**EXERCISE INSTRUCTIONS**: Return only that part of the material below which starts with the line containing "For every <instance>" and goes on through the line containing "positive clicks: (421, 210) (373, 100)", restated exactly.

**PROVIDED INFORMATION**:
========================================

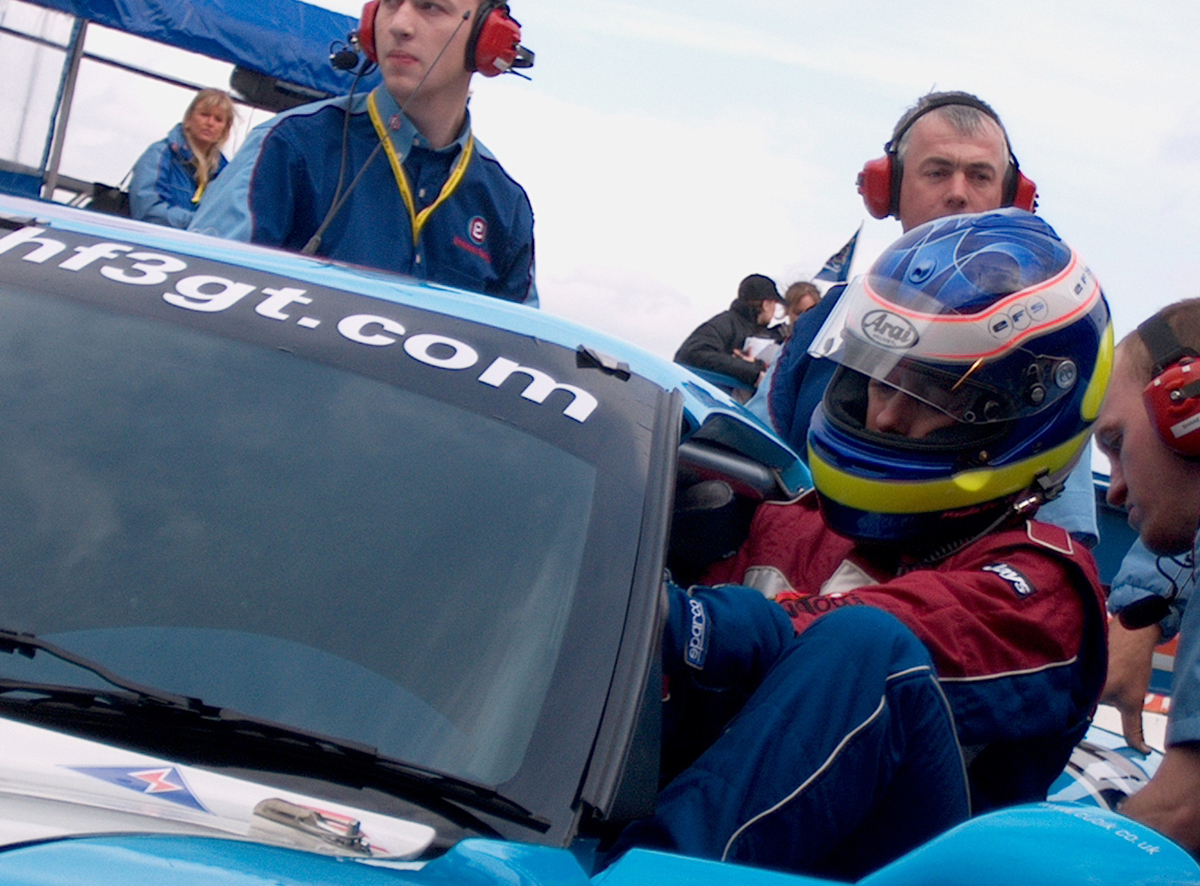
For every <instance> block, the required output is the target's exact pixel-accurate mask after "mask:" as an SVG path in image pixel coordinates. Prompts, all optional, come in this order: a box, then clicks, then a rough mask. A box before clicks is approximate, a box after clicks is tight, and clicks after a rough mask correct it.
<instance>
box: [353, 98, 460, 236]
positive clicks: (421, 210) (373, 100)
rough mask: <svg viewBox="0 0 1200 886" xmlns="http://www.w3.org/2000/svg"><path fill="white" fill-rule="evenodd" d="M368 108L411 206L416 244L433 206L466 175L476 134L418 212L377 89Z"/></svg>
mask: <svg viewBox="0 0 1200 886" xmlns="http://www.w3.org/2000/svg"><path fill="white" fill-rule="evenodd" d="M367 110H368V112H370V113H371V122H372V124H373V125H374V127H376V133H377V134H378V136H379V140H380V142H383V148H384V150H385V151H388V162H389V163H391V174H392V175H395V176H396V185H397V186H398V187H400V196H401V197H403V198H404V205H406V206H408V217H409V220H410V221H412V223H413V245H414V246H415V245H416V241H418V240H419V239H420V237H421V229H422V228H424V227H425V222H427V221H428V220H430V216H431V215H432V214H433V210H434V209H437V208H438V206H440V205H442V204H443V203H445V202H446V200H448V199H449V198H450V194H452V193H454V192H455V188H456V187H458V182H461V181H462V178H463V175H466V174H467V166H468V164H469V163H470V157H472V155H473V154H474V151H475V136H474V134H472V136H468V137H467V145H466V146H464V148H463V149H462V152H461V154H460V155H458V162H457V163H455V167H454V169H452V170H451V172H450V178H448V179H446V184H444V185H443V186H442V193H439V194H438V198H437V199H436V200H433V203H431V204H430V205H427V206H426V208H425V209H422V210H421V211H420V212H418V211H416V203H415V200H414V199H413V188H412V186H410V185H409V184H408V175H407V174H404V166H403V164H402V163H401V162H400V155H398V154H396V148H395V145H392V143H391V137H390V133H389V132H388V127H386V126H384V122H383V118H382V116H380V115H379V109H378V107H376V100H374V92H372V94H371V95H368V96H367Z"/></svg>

========================================

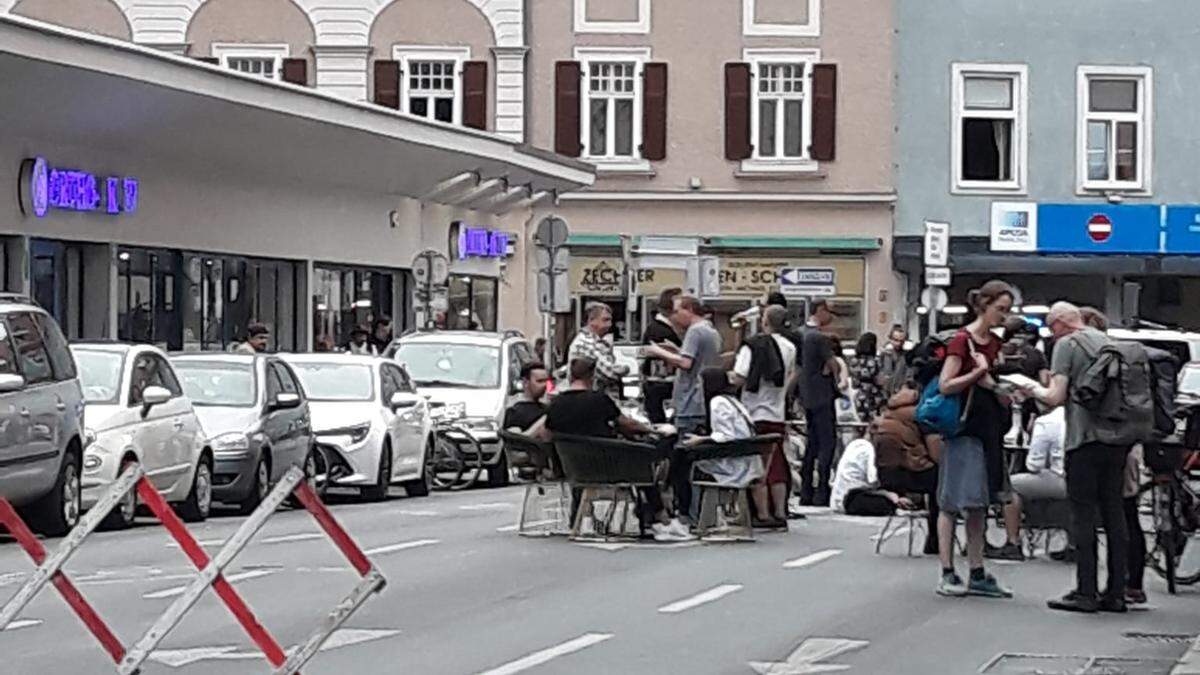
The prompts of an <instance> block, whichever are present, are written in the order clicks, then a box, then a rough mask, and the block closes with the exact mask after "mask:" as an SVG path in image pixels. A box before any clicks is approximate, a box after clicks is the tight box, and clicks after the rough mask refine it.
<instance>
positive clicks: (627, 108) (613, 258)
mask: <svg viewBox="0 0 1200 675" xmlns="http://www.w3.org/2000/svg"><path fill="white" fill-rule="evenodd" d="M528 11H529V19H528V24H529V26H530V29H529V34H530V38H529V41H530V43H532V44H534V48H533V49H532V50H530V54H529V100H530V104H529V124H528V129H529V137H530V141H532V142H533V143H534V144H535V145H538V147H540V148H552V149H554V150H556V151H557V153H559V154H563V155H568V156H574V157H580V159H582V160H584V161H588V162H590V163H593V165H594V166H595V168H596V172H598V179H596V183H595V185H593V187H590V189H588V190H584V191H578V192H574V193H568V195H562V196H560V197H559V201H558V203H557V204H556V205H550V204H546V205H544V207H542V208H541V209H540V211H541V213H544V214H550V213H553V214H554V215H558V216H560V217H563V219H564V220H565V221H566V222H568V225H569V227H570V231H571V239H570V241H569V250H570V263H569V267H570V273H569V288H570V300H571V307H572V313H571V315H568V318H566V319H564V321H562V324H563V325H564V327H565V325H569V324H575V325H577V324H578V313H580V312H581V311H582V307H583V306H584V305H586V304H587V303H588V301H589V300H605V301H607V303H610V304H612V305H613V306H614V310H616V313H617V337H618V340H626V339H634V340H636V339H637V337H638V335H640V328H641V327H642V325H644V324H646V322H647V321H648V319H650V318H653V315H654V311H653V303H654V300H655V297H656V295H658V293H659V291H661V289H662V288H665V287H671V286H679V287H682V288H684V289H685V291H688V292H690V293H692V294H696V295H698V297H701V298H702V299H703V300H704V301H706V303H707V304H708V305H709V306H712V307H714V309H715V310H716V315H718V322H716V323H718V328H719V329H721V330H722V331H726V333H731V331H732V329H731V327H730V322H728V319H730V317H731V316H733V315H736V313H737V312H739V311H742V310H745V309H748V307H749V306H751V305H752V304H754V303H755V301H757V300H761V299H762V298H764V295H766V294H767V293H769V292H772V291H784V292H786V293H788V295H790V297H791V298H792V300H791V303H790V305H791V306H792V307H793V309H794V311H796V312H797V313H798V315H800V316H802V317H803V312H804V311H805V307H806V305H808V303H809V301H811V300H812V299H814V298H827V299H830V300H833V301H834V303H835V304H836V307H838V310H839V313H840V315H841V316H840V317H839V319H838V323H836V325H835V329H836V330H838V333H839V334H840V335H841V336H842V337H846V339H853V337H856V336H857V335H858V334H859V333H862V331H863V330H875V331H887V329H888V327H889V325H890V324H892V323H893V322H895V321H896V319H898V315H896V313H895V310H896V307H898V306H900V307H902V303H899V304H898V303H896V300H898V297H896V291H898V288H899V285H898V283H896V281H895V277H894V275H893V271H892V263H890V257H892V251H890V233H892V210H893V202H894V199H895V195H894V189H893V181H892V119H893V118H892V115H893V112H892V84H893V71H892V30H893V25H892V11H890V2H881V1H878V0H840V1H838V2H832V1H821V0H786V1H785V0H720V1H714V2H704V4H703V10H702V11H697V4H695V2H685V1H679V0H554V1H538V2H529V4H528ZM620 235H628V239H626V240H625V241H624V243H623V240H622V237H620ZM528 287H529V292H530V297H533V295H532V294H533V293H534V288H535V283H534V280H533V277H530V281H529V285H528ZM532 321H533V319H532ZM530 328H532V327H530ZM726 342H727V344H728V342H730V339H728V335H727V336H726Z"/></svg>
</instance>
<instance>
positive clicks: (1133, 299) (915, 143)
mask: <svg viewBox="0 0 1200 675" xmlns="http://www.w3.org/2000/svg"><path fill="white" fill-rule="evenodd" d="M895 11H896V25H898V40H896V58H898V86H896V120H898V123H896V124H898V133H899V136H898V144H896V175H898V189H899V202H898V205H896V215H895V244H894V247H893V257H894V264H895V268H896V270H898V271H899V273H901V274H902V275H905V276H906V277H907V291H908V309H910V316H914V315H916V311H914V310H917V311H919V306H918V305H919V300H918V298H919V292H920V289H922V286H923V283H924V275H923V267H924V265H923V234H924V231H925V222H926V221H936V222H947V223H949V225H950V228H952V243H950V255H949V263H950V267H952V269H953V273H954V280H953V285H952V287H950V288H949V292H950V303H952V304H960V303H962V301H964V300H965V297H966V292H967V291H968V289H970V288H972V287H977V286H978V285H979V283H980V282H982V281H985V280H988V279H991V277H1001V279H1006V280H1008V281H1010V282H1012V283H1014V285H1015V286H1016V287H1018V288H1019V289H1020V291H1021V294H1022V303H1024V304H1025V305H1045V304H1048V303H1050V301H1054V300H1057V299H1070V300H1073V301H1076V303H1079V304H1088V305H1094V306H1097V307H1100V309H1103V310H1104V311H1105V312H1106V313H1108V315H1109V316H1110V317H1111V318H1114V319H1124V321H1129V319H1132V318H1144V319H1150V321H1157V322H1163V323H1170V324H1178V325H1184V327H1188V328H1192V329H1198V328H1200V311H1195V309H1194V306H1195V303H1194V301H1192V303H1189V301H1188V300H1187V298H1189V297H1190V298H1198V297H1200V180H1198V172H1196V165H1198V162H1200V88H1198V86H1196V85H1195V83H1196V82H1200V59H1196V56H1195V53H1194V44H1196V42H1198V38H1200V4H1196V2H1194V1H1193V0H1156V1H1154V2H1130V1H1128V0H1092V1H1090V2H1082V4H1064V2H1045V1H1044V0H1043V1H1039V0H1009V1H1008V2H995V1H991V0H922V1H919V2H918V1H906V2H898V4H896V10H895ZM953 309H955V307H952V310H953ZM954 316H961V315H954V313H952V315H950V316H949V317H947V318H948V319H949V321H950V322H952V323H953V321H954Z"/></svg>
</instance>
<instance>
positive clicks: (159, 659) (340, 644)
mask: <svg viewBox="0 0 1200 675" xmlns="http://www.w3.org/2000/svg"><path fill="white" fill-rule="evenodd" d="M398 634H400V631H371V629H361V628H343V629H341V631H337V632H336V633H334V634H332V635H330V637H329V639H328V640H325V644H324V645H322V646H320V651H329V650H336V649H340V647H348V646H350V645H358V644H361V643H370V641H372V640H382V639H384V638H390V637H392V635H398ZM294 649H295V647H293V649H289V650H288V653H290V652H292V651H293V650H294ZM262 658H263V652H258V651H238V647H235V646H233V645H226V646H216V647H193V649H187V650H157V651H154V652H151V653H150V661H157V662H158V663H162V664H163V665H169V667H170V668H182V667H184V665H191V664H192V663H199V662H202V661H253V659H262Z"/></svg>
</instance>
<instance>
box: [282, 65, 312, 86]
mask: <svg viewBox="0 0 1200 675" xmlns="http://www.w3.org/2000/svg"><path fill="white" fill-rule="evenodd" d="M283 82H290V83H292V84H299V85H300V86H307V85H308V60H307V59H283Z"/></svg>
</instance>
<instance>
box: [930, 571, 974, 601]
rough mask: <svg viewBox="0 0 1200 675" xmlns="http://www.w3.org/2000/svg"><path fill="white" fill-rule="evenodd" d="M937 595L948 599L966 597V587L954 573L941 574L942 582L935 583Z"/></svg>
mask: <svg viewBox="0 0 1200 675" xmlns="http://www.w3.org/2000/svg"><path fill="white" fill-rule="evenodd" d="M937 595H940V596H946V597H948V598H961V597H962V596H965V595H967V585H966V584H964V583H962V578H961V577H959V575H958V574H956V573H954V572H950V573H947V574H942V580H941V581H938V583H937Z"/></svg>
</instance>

========================================

**REPLY TO THE EXERCISE**:
For every <instance> block, the required output is the target's exact pixel-accurate mask after "mask:" as an SVG path in image pixel coordinates. Prompts, all optional, come in this order: a box, then clicks, then a rough mask. A box before clicks is approximate, a box after clicks is tight, and clicks after a rough mask correct it.
<instance>
box: [353, 98, 460, 236]
positive clicks: (421, 210) (373, 100)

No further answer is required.